━━━ Page ━━━

# Tracking, snow and younger dogs



## Amaruq (Aug 29, 2001)

Jethro has been tracking numerous time, not as much as Lynn takes her guys (wish I could but.....). Keyzah so far has only been once. Looks like this weekend we will have a couple inches of snow on the ground, not enough for baby Keyzah to be lost in it but would you or would you not take them tracking? 

Jethro has been working fast so I am going to try to do some OB and possibly a little play session before he works to take the edge off. Jet has not tracked in 3 weeks because of other issues (work is busy right now) so I will probably take him tracking in it but I am not sure about Keyzah. If it is our typical winter we might not see snow free ground for months but it is also possible that we will have mild winter and snow free tracking. I do not want them to become dependent on seeing the track but I would like to get some more tracking time in with them both......


----------



## Lynn_P (Mar 17, 2004)

Ruq ~ I love tracking in the snow as long as it's not knee deep..







I've always taken my young dogs out there to track in the snow. It's good for serpentines as you definitely can not lose your track. Here's a picture of Dante at 4 months of age tracking in the snow.


----------



## Amaruq (Aug 29, 2001)

━━━

Stated problem 1: Can you reproduce the dog-tracking thread word for word, starting with "Jethro has been working" and going on through "with them both......"?
The dog-tracking thread has no connection to the entries that come after it.

━━━ Provided records ━━━

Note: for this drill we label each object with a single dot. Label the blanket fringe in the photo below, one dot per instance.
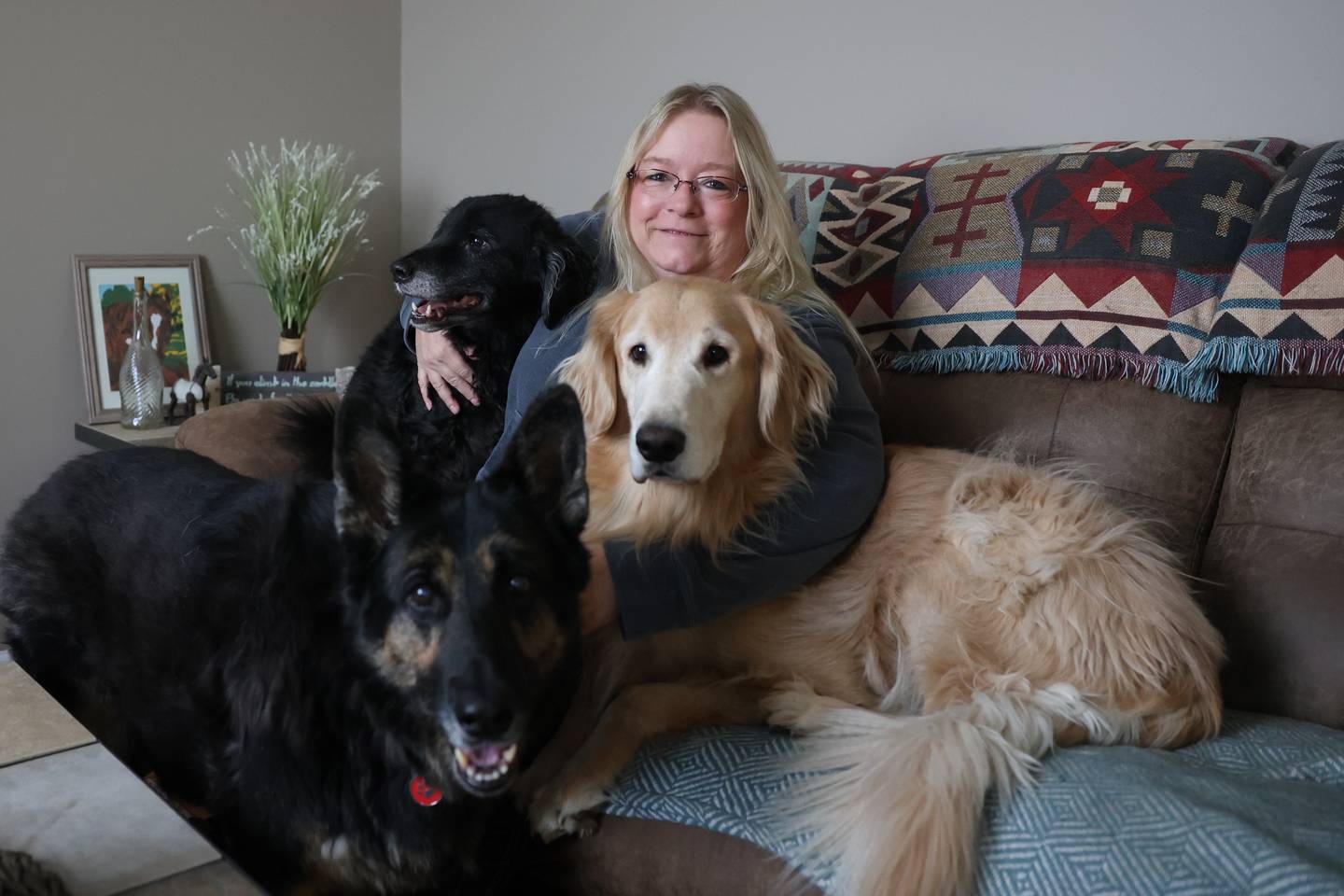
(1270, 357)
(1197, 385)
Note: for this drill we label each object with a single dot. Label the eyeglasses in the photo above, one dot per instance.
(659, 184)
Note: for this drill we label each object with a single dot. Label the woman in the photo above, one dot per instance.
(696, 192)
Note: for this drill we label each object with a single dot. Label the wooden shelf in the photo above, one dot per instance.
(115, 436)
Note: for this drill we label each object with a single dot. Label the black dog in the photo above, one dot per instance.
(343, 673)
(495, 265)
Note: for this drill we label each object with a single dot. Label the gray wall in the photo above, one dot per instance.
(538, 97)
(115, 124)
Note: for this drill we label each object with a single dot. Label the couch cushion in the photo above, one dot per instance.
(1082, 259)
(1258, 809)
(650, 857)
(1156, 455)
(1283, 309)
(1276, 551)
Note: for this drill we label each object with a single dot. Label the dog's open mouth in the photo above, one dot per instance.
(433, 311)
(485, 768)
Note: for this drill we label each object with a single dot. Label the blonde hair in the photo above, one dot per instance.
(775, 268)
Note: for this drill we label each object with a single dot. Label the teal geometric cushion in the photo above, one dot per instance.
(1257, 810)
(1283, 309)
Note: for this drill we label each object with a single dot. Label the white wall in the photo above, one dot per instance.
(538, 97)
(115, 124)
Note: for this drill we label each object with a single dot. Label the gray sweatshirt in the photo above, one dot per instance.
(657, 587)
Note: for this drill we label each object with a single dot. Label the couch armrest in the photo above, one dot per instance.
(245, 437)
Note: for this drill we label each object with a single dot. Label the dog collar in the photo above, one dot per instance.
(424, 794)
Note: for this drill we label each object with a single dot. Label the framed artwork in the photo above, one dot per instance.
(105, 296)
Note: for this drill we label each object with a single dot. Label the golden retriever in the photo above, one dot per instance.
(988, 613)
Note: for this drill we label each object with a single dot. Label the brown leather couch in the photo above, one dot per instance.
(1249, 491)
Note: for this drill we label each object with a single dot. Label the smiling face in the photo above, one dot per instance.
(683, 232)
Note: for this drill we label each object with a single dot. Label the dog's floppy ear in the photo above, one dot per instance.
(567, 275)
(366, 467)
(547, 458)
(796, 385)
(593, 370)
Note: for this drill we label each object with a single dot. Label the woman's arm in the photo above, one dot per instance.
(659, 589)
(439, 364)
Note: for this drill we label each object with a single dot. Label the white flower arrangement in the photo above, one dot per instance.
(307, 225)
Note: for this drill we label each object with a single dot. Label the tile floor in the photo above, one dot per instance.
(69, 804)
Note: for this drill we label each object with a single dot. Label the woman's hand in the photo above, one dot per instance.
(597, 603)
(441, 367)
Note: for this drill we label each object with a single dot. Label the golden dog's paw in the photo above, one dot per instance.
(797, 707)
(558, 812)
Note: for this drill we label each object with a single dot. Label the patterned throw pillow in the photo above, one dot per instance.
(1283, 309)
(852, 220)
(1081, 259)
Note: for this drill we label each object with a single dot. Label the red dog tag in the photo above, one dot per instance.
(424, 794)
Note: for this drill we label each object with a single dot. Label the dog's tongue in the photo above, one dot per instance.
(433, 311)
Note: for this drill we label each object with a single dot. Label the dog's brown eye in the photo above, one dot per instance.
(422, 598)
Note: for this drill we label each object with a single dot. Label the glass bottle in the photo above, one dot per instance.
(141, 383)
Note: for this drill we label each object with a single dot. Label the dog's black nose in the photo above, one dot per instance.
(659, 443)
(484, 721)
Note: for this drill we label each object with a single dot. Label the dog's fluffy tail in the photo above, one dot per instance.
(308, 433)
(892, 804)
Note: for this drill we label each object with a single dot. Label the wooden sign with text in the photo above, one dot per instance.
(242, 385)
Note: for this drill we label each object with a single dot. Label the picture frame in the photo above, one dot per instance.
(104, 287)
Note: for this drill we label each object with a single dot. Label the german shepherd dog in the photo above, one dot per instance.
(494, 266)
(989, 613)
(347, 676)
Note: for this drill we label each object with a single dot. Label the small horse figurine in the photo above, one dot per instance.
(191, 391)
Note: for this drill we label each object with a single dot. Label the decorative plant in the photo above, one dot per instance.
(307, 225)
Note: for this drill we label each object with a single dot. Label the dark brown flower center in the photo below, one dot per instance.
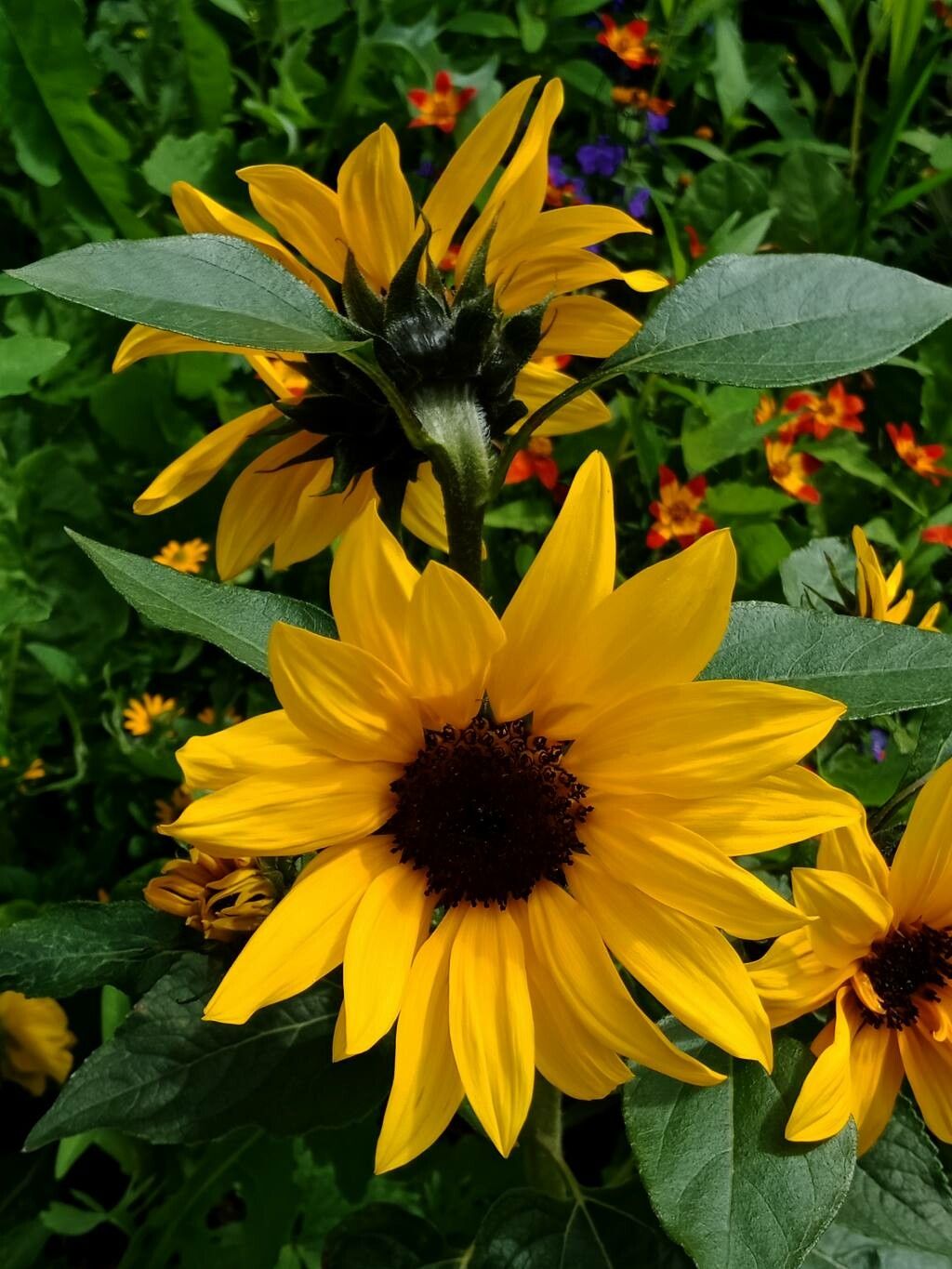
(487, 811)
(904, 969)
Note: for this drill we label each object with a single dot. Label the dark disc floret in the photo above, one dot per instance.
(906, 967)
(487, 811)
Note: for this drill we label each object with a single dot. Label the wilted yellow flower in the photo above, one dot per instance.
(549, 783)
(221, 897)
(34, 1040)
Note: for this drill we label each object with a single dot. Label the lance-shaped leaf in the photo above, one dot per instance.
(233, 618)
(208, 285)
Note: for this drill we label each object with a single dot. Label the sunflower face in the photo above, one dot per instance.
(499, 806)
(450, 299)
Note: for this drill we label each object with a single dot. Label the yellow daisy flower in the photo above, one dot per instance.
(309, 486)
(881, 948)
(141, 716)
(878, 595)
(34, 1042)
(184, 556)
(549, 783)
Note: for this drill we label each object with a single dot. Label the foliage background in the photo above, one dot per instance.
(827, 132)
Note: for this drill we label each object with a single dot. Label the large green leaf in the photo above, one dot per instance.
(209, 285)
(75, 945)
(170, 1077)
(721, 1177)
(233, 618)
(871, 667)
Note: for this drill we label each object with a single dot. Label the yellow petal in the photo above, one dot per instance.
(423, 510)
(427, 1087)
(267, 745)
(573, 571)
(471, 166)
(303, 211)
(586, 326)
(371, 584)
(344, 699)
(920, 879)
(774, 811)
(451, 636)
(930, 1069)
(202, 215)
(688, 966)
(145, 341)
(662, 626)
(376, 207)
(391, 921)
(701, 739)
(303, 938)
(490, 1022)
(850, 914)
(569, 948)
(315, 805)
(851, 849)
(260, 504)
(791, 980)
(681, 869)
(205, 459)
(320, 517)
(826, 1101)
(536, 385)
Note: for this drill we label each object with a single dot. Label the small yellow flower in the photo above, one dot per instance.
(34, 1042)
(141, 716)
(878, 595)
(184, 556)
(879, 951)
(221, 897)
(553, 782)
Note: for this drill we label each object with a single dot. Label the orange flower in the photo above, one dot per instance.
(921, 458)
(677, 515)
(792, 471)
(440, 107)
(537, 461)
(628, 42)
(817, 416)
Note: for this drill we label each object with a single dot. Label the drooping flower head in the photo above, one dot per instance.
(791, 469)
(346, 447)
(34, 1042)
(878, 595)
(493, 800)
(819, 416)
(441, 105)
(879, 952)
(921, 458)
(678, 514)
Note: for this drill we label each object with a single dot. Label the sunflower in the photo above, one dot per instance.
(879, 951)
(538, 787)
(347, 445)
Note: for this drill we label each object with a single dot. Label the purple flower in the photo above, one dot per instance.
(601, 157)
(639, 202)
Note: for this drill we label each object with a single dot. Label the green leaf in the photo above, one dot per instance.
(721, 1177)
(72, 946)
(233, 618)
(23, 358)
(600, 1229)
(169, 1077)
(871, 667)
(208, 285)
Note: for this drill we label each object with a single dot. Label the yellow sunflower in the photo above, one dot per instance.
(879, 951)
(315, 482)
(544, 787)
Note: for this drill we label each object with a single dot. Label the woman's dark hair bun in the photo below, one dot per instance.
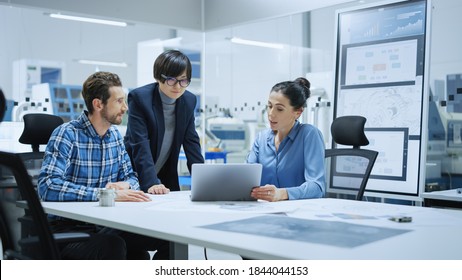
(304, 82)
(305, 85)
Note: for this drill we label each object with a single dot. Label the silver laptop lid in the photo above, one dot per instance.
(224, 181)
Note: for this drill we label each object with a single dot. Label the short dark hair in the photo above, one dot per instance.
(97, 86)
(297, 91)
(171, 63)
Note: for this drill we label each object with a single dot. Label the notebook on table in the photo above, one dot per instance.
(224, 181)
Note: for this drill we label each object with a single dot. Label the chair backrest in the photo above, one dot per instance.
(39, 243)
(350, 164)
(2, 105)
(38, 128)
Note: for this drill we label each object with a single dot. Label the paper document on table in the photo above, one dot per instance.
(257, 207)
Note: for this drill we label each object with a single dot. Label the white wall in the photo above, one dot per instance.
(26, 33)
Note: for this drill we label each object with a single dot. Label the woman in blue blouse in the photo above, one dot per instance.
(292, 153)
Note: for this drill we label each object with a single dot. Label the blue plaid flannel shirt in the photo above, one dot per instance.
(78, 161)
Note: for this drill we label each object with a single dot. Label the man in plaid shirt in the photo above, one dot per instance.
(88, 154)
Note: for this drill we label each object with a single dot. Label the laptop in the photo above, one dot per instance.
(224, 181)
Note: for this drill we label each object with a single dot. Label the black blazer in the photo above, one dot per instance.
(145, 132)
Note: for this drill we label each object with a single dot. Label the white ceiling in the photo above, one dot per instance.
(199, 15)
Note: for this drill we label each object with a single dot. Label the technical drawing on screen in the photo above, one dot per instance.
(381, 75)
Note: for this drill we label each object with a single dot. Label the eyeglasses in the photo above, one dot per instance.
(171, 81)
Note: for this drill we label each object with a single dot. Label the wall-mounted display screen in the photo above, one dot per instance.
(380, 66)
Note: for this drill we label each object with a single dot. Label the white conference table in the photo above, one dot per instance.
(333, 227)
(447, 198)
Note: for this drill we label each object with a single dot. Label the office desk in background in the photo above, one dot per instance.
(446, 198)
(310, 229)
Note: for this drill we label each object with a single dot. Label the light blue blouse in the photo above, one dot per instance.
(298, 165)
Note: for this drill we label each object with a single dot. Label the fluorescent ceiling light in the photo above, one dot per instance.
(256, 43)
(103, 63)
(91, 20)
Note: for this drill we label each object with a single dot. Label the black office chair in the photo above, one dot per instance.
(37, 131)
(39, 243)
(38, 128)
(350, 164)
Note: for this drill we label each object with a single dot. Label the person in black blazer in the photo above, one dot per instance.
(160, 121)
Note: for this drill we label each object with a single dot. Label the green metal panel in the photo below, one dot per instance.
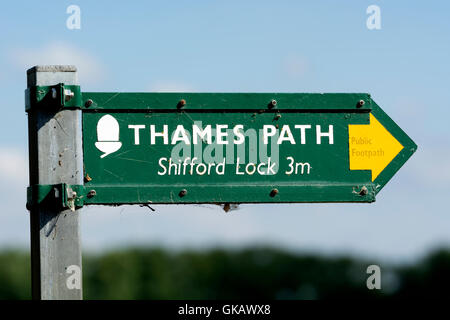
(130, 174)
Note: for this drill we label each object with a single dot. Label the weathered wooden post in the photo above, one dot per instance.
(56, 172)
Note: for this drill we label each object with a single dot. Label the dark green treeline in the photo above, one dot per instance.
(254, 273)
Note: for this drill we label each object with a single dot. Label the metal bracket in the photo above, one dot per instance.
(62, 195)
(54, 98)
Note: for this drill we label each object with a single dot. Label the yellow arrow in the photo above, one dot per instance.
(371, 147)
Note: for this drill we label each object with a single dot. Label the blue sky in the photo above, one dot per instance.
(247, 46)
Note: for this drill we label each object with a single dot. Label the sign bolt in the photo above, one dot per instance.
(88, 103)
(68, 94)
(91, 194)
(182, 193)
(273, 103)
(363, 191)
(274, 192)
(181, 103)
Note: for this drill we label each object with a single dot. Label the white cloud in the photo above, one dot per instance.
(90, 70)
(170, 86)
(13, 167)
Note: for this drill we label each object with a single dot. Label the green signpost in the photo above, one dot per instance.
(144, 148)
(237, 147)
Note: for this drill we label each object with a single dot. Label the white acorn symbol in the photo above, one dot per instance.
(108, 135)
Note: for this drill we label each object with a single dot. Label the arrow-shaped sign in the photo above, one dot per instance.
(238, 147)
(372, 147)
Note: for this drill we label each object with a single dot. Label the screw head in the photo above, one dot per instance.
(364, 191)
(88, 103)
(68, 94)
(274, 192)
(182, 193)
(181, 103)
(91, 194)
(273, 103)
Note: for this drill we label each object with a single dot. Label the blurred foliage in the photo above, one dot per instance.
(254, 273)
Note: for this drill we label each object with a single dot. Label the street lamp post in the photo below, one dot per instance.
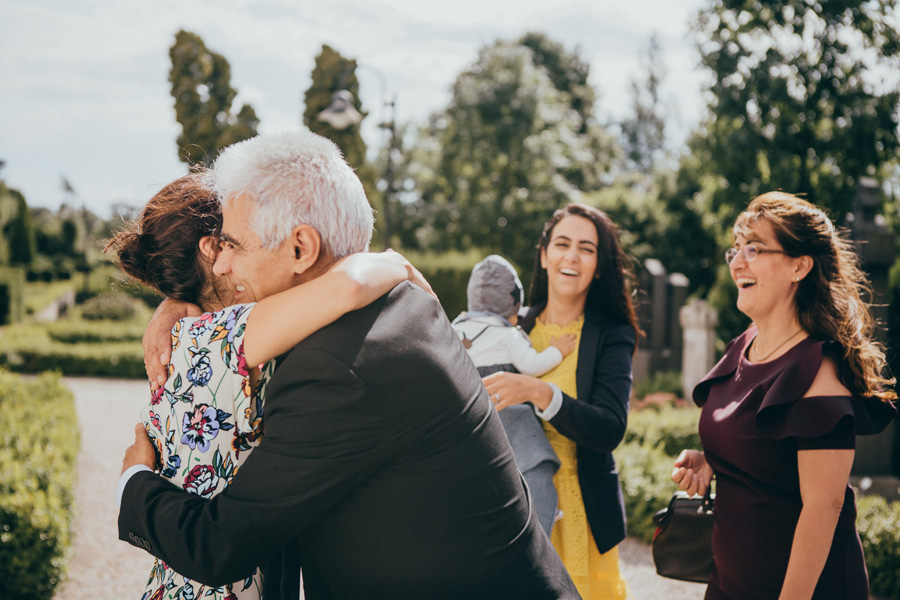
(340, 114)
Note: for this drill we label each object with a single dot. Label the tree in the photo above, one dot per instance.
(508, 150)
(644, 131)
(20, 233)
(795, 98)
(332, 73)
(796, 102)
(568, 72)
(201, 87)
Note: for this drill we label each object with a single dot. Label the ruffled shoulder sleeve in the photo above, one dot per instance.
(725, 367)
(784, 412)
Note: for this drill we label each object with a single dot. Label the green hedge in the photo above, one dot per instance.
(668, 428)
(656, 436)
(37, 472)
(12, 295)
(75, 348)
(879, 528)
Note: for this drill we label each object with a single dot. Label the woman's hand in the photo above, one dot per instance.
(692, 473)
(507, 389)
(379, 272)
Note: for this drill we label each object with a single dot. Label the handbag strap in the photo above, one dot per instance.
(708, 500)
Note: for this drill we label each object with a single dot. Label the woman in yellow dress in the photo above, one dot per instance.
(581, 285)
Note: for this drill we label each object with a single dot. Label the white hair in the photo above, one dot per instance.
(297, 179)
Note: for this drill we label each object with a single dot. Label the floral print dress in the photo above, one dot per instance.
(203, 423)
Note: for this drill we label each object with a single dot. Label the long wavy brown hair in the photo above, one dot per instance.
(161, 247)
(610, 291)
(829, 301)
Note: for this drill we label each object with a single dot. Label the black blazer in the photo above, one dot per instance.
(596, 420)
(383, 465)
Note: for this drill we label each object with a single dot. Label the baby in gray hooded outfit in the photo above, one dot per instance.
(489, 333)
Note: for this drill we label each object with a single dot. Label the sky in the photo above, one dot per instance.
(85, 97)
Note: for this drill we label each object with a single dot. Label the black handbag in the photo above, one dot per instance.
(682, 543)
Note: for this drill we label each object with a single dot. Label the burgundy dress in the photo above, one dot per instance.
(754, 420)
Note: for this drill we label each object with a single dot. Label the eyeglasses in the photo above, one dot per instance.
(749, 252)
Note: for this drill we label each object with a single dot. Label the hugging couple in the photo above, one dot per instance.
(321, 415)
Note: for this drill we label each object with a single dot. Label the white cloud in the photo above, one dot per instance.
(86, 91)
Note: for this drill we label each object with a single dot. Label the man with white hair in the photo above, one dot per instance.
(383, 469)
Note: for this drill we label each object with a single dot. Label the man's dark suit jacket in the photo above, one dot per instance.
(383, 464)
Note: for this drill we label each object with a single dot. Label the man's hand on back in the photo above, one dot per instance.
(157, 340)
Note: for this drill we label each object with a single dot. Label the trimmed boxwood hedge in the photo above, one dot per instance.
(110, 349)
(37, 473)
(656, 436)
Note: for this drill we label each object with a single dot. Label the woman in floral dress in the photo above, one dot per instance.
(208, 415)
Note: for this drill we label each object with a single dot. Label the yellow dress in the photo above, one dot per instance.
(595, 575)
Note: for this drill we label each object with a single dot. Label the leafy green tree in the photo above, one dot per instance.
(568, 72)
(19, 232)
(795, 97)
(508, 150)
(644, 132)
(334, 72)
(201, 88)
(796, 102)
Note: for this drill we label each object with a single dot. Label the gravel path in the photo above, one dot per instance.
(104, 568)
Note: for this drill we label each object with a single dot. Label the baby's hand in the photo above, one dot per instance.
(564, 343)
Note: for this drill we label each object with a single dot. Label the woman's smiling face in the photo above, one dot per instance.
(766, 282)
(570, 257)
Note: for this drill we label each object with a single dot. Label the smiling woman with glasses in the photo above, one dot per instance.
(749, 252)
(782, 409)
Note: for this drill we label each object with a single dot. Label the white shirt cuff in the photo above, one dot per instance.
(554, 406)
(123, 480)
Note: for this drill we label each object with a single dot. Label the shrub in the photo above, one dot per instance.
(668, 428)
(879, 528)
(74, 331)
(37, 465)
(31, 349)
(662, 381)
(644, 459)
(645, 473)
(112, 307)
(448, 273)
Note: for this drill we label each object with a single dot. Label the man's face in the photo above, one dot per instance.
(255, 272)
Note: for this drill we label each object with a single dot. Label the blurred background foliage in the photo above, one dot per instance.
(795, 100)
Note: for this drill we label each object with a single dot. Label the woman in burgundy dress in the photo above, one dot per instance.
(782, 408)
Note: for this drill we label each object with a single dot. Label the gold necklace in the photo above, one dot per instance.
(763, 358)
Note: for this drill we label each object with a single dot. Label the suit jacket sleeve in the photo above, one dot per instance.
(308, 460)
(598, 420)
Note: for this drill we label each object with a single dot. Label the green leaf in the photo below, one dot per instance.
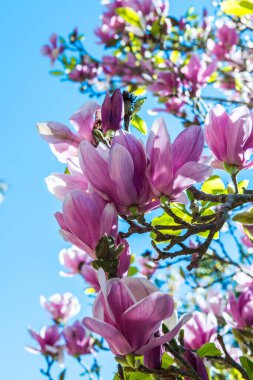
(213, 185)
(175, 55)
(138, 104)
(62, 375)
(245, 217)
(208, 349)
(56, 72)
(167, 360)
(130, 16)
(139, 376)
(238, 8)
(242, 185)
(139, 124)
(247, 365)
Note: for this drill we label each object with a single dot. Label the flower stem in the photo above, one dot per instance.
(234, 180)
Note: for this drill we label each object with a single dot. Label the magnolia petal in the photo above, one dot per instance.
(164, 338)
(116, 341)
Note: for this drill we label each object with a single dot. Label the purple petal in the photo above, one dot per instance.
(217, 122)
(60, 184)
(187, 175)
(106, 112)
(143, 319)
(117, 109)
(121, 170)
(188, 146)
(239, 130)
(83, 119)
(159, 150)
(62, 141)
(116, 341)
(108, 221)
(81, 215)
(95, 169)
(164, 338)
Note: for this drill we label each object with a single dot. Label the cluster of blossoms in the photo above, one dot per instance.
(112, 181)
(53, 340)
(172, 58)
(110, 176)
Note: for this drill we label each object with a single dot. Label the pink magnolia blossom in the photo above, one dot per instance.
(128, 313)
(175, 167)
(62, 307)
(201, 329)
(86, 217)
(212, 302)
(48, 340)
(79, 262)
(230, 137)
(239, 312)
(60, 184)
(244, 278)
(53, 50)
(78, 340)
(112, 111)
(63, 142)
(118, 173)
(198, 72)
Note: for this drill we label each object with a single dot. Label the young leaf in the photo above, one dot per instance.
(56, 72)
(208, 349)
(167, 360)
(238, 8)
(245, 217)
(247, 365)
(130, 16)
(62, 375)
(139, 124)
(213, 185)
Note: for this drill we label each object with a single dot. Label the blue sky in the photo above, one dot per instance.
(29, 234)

━━━

Stated problem 2: Which lines of the entries contain the string "magnolia"? Report each of them in full.

Full answer 1:
Jethro has been working fast so I am going to try to do some OB and possibly a little play session before he works to take the edge off. Jet has not tracked in 3 weeks because of other issues (work is busy right now) so I will probably take him tracking in it but I am not sure about Keyzah. If it is our typical winter we might not see snow free ground for months but it is also possible that we will have mild winter and snow free tracking. I do not want them to become dependent on seeing the track but I would like to get some more tracking time in with them both......

Full answer 2:
Note: for this drill we label each object with a single dot. Label the magnolia petal in the photo above, one dot per instance.
Note: for this drill we label each object with a single dot. Label the pink magnolia blossom in the photo above, one dot per instance.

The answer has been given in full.